• Source passage
Google announced on Tuesday that it was postponing the reopening of its U.S. offices to September because of a high increase in coronavirus cases in some countries.
All of Google’s U.S. offices will now remain closed at least until September 7, Google spokeswoman Katherine Williams told Reuters.
In late May, Google said it would reopen buildings in more cities at roughly 10 percent of their capacity beginning July 6 and scale it up to 30 percent in September, if conditions permitted.
Williams confirmed a Bloomberg report that cited an internal memo to employees sent by a Google executive.
“For all of you that are working from home, please continue to do so unless you are told otherwise by your manager,” Chris Rackow, Google’s vice president of global security, said in the memo.

• Dataset excerpts
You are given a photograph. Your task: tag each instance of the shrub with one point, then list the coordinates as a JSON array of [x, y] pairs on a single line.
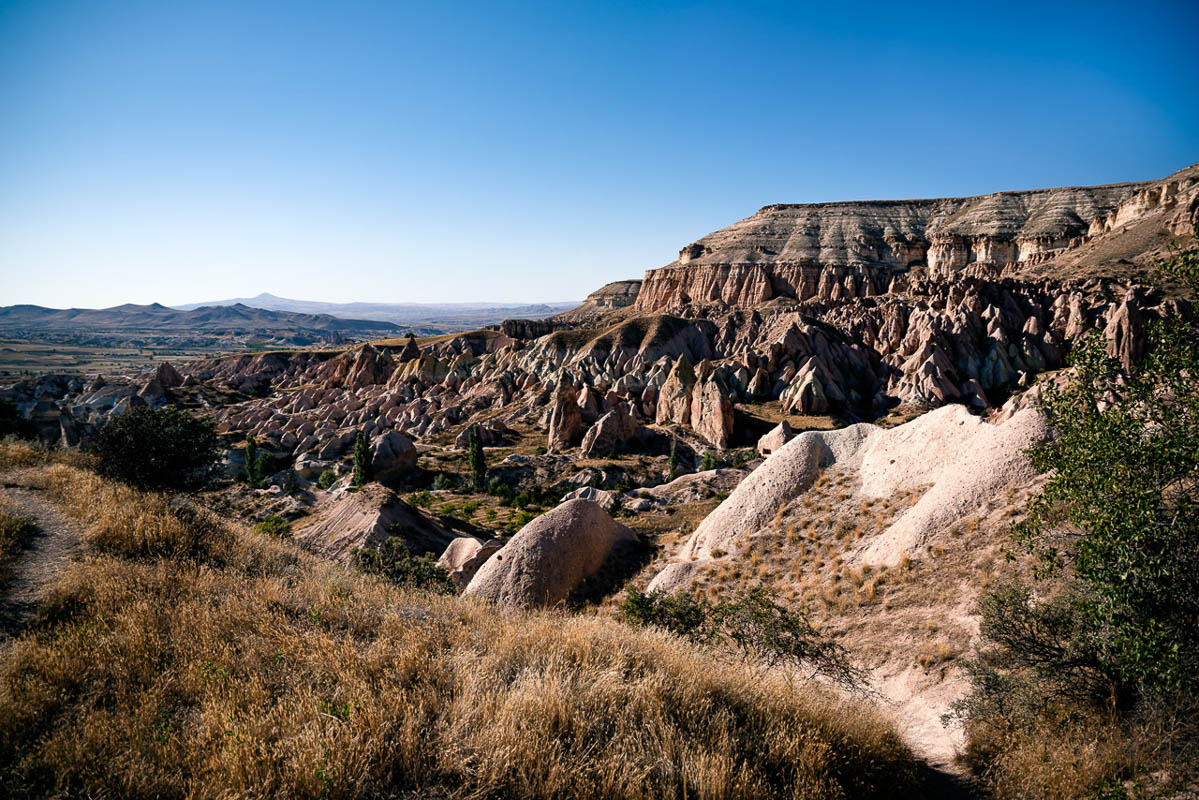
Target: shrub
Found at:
[[12, 423], [326, 479], [678, 613], [761, 629], [273, 525], [1114, 654], [259, 464], [476, 458], [393, 561], [754, 625], [16, 531], [168, 449]]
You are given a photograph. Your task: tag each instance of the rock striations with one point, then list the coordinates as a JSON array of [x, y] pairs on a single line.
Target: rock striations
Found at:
[[832, 251]]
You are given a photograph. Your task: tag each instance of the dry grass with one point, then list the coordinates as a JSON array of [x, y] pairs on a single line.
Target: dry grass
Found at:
[[1072, 758], [186, 657], [16, 530]]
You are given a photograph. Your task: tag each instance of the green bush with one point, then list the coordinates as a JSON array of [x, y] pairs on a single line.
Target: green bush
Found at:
[[160, 450], [326, 479], [273, 525], [1116, 527], [754, 624], [396, 564], [679, 613], [259, 464], [12, 423], [444, 482]]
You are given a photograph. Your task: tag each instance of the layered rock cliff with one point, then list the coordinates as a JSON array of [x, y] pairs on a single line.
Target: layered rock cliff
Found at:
[[829, 251]]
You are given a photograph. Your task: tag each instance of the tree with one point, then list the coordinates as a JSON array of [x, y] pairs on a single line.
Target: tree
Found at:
[[259, 464], [361, 459], [476, 458], [158, 450], [1121, 506]]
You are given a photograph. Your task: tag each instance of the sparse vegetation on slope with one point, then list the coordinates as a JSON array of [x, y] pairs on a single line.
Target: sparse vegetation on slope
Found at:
[[1094, 686], [16, 530], [187, 657]]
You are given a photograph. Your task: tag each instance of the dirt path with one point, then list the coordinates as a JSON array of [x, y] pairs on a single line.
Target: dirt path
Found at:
[[56, 541]]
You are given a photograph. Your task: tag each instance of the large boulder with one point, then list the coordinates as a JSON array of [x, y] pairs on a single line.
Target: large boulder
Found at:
[[392, 457], [550, 557], [365, 519], [960, 458], [464, 555]]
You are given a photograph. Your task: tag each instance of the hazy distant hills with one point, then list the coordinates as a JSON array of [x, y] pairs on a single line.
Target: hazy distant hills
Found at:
[[447, 314], [235, 318]]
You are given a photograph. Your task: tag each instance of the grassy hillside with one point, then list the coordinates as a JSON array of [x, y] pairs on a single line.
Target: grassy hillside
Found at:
[[185, 656]]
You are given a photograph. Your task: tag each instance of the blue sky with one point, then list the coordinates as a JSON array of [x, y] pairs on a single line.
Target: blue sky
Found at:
[[531, 151]]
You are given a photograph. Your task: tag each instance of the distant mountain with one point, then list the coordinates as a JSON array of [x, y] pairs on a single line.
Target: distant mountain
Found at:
[[445, 314], [236, 318]]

• Work instructions
1 > Summarize the article on Google's office reopening delay in two sentences.
2 > Write the next part of the article on Google's office reopening delay, picking up after its final sentence.

• Answers for the tasks
1 > Google announced on Tuesday that, because of a high increase in coronavirus cases, all of its U.S. offices would stay closed at least until September 7, later than the plan it gave in late May to reopen at about 10 percent capacity from July 6. Spokeswoman Katherine Williams confirmed the change to Reuters, and an internal memo from Chris Rackow, Google's vice president of global security, told employees working from home to keep doing so unless their manager said otherwise.

2 >
“We don’t expect this guidance to change until Monday, September 7 at the earliest,” Rackow wrote, adding that the recent rise in coronavirus cases in the United States demonstrates that “COVID-19 is still very much alive”.
The development comes as coronavirus cases in June more than doubled in 14 U.S. states, including California, Florida and Texas, a Reuters analysis on Tuesday showed.
Nationally, cases rose by at least 46 percent and deaths increased by 21 percent during the month.
On Tuesday alone, new U.S. COVID-19 cases rose by more than 47,000, according to a Reuters tally, the biggest one-day spike since the start of the pandemic that has claimed nearly 510,000 lives worldwide.